> _WHAT YOU NEED TO DO_: Echo the rows from the start of the records through the line containing "ask: trace the outline of every instance of the distant building", both ends included, reproducing each line verbatim.

[Region outline entries]
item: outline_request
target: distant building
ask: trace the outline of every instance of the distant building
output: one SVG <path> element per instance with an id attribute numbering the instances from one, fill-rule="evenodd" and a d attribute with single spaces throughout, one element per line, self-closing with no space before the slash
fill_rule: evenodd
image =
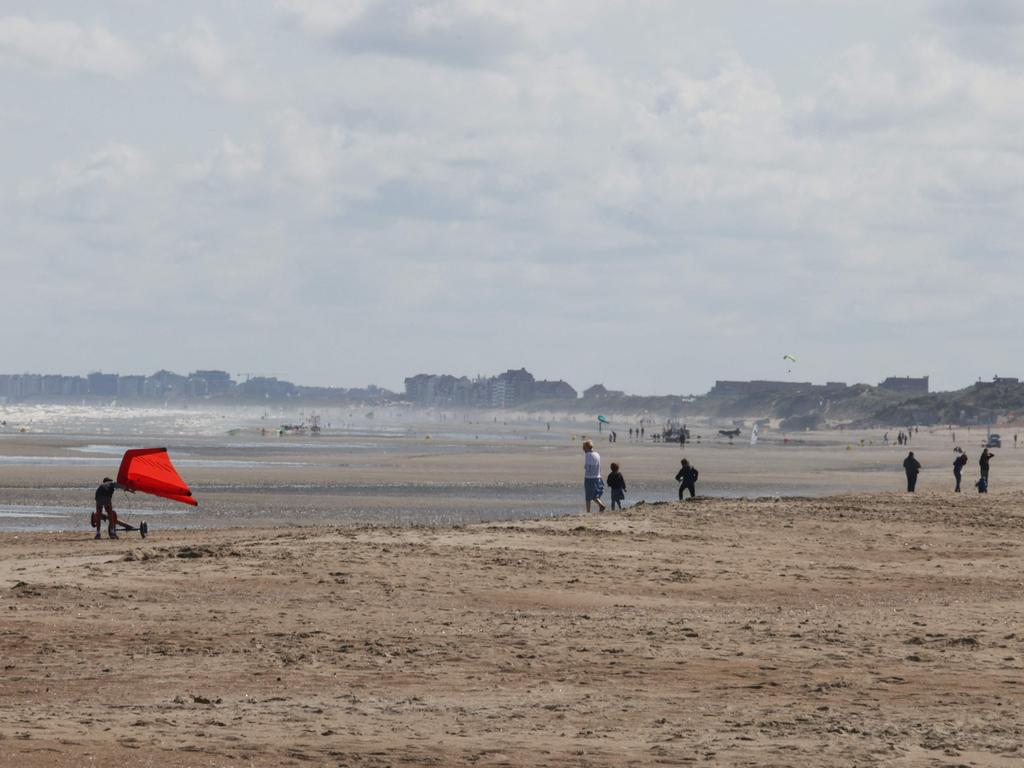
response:
<path id="1" fill-rule="evenodd" d="M 245 397 L 265 400 L 294 397 L 296 395 L 297 388 L 292 382 L 280 381 L 272 376 L 254 376 L 248 381 L 239 384 L 238 392 Z"/>
<path id="2" fill-rule="evenodd" d="M 928 394 L 928 377 L 890 376 L 879 384 L 879 389 L 901 394 Z"/>
<path id="3" fill-rule="evenodd" d="M 509 369 L 495 377 L 490 389 L 490 404 L 494 408 L 516 408 L 534 399 L 534 375 L 526 369 Z"/>
<path id="4" fill-rule="evenodd" d="M 157 399 L 174 399 L 188 394 L 188 378 L 162 370 L 145 380 L 145 396 Z"/>
<path id="5" fill-rule="evenodd" d="M 574 400 L 578 397 L 575 389 L 567 382 L 561 381 L 541 381 L 534 382 L 535 400 Z"/>
<path id="6" fill-rule="evenodd" d="M 198 396 L 227 394 L 234 388 L 231 375 L 226 371 L 197 371 L 188 376 L 194 381 L 194 390 Z M 202 385 L 199 382 L 203 382 Z"/>
<path id="7" fill-rule="evenodd" d="M 117 397 L 119 378 L 117 374 L 101 374 L 99 372 L 89 374 L 86 377 L 89 382 L 89 394 L 100 397 Z"/>
<path id="8" fill-rule="evenodd" d="M 406 399 L 423 407 L 470 406 L 473 385 L 465 376 L 417 374 L 406 379 Z"/>
<path id="9" fill-rule="evenodd" d="M 121 376 L 118 378 L 118 397 L 138 399 L 145 397 L 144 376 Z"/>

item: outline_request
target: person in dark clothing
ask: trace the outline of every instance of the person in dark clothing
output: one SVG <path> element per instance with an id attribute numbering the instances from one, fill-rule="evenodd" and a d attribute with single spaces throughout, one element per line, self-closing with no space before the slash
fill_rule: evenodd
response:
<path id="1" fill-rule="evenodd" d="M 978 459 L 978 467 L 981 469 L 981 476 L 985 480 L 985 485 L 988 485 L 988 462 L 995 456 L 995 454 L 989 453 L 988 449 L 981 452 L 981 458 Z"/>
<path id="2" fill-rule="evenodd" d="M 118 513 L 114 511 L 114 492 L 120 487 L 124 486 L 110 477 L 104 477 L 96 488 L 96 511 L 92 514 L 92 527 L 96 529 L 96 539 L 100 538 L 99 529 L 104 518 L 108 522 L 106 535 L 111 539 L 118 538 Z"/>
<path id="3" fill-rule="evenodd" d="M 918 486 L 918 473 L 921 472 L 921 462 L 913 458 L 912 451 L 903 460 L 903 469 L 906 470 L 906 492 L 912 494 Z"/>
<path id="4" fill-rule="evenodd" d="M 611 462 L 611 471 L 608 473 L 605 484 L 611 488 L 611 508 L 614 509 L 617 505 L 618 509 L 622 509 L 623 499 L 626 498 L 626 478 L 623 477 L 623 473 L 618 471 L 618 465 L 614 462 Z"/>
<path id="5" fill-rule="evenodd" d="M 679 501 L 683 501 L 683 492 L 690 492 L 690 499 L 697 495 L 696 482 L 697 482 L 697 472 L 696 467 L 691 467 L 689 461 L 683 459 L 680 464 L 680 469 L 676 472 L 676 480 L 679 481 Z"/>
<path id="6" fill-rule="evenodd" d="M 956 487 L 953 488 L 955 493 L 959 493 L 959 481 L 961 473 L 964 471 L 964 467 L 967 466 L 967 454 L 961 454 L 955 459 L 953 459 L 953 477 L 956 478 Z"/>

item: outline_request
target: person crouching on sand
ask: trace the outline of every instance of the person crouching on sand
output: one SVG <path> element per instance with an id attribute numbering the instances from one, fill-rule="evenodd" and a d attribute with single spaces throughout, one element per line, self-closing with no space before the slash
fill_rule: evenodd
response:
<path id="1" fill-rule="evenodd" d="M 611 472 L 608 473 L 608 487 L 611 488 L 611 508 L 615 506 L 623 508 L 623 499 L 626 498 L 626 478 L 618 471 L 618 465 L 611 462 Z"/>
<path id="2" fill-rule="evenodd" d="M 110 477 L 104 477 L 96 488 L 96 511 L 92 513 L 92 527 L 96 529 L 96 539 L 100 538 L 99 529 L 103 524 L 103 518 L 106 518 L 108 522 L 106 535 L 111 539 L 118 538 L 118 513 L 114 511 L 114 492 L 120 487 L 124 486 Z"/>
<path id="3" fill-rule="evenodd" d="M 587 500 L 587 511 L 590 503 L 595 502 L 599 511 L 604 511 L 601 496 L 604 494 L 604 480 L 601 479 L 601 455 L 594 451 L 590 440 L 583 442 L 583 493 Z"/>
<path id="4" fill-rule="evenodd" d="M 696 467 L 691 467 L 688 460 L 683 459 L 680 464 L 680 469 L 676 472 L 676 479 L 679 481 L 679 501 L 683 501 L 683 492 L 690 492 L 690 499 L 697 495 L 697 472 Z"/>

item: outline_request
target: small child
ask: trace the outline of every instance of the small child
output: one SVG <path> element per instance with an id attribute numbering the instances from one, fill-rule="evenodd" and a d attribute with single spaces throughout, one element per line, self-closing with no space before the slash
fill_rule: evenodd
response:
<path id="1" fill-rule="evenodd" d="M 607 486 L 611 488 L 611 508 L 623 508 L 623 499 L 626 498 L 626 478 L 618 471 L 618 465 L 611 462 L 611 472 L 608 473 Z"/>

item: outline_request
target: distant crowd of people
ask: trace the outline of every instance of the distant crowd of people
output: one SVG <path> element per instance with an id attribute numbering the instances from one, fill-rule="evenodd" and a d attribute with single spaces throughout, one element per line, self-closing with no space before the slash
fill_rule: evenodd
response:
<path id="1" fill-rule="evenodd" d="M 622 509 L 623 501 L 626 499 L 626 478 L 623 476 L 622 468 L 612 462 L 611 472 L 608 473 L 606 479 L 602 479 L 601 455 L 594 451 L 594 443 L 591 440 L 583 441 L 583 489 L 587 511 L 590 512 L 591 504 L 596 504 L 599 512 L 607 509 L 607 506 L 601 501 L 605 485 L 611 489 L 611 508 Z M 686 493 L 689 493 L 690 499 L 696 497 L 699 474 L 697 468 L 690 464 L 688 459 L 680 461 L 680 468 L 676 473 L 676 481 L 679 483 L 679 501 L 683 501 Z"/>
<path id="2" fill-rule="evenodd" d="M 956 481 L 956 486 L 953 492 L 958 494 L 961 493 L 961 482 L 964 479 L 964 467 L 970 460 L 964 451 L 956 449 L 956 452 L 957 456 L 953 459 L 953 479 Z M 988 493 L 988 470 L 993 458 L 995 458 L 995 454 L 987 447 L 982 449 L 981 457 L 978 459 L 978 481 L 974 483 L 979 494 Z M 903 471 L 906 472 L 906 490 L 908 494 L 912 494 L 918 487 L 918 475 L 921 473 L 921 462 L 914 457 L 912 451 L 903 460 Z"/>
<path id="3" fill-rule="evenodd" d="M 913 429 L 908 429 L 906 432 L 901 430 L 896 435 L 897 444 L 907 444 L 910 441 L 910 435 L 912 435 L 913 432 Z M 630 433 L 631 438 L 636 435 L 638 439 L 642 434 L 639 429 L 636 430 L 636 432 L 631 429 Z M 1017 435 L 1014 435 L 1015 442 L 1016 438 Z M 889 434 L 886 433 L 883 439 L 884 442 L 888 442 Z M 614 439 L 612 438 L 610 441 L 614 442 Z M 622 509 L 623 501 L 626 499 L 626 478 L 623 475 L 622 467 L 617 463 L 612 462 L 611 471 L 608 473 L 607 478 L 602 478 L 601 455 L 594 450 L 593 441 L 584 440 L 583 451 L 584 498 L 587 503 L 587 511 L 591 511 L 592 504 L 596 504 L 598 510 L 601 512 L 607 509 L 607 506 L 601 501 L 601 497 L 604 496 L 605 486 L 611 490 L 611 508 Z M 968 455 L 959 447 L 954 449 L 954 451 L 957 456 L 953 460 L 953 480 L 955 481 L 953 492 L 959 494 L 961 485 L 964 479 L 964 468 L 968 465 L 970 460 L 968 459 Z M 981 456 L 978 459 L 979 476 L 978 480 L 975 482 L 975 487 L 978 489 L 979 494 L 988 493 L 988 473 L 994 456 L 995 455 L 993 453 L 985 447 L 982 450 Z M 903 471 L 906 473 L 907 493 L 912 494 L 916 490 L 918 475 L 921 474 L 921 462 L 918 461 L 916 457 L 914 457 L 912 451 L 908 452 L 906 458 L 903 460 Z M 689 494 L 690 499 L 696 497 L 696 482 L 699 474 L 700 473 L 697 468 L 690 464 L 688 459 L 684 458 L 680 461 L 679 471 L 676 472 L 676 482 L 679 483 L 679 501 L 683 501 L 687 494 Z"/>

> _THE SOLUTION_:
item: outline_request
target: distant building
ask: trace the outline of every instance of the distant building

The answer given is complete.